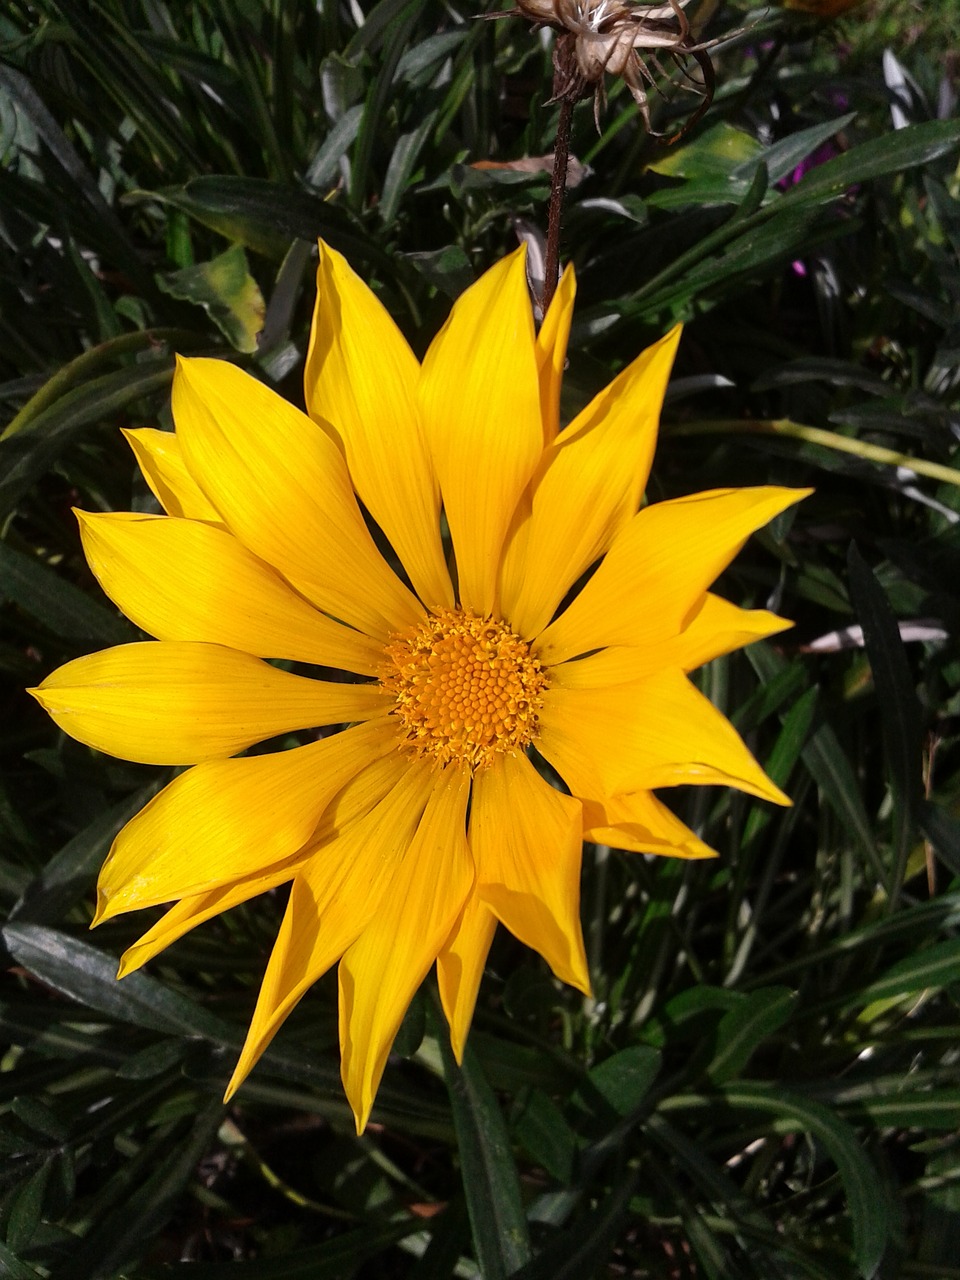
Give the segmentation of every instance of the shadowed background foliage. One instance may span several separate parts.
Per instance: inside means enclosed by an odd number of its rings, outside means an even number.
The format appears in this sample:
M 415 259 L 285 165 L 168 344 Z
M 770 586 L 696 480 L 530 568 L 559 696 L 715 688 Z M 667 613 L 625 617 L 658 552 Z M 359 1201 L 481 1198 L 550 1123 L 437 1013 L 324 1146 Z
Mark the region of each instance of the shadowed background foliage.
M 428 983 L 362 1139 L 329 978 L 220 1103 L 281 901 L 120 984 L 148 914 L 87 936 L 171 774 L 22 693 L 137 638 L 69 509 L 152 509 L 118 428 L 169 425 L 174 352 L 300 402 L 317 236 L 418 351 L 536 243 L 549 47 L 476 7 L 0 12 L 0 1274 L 960 1277 L 956 0 L 693 0 L 738 34 L 686 138 L 613 83 L 574 117 L 564 416 L 682 319 L 651 496 L 817 489 L 720 588 L 796 629 L 699 677 L 793 808 L 671 794 L 712 863 L 588 848 L 593 1000 L 501 936 L 463 1070 Z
* * * * *
Working from the records above, write out verbatim only the lines from the line containing "The format appears" through the line containing "M 770 586 L".

Reply =
The format appears in this sample:
M 415 259 L 285 165 L 168 344 Z
M 770 586 L 696 480 L 530 568 L 559 696 L 715 688 Z M 667 613 L 625 617 L 658 552 Z M 359 1201 L 481 1198 L 550 1123 L 437 1013 L 324 1146 Z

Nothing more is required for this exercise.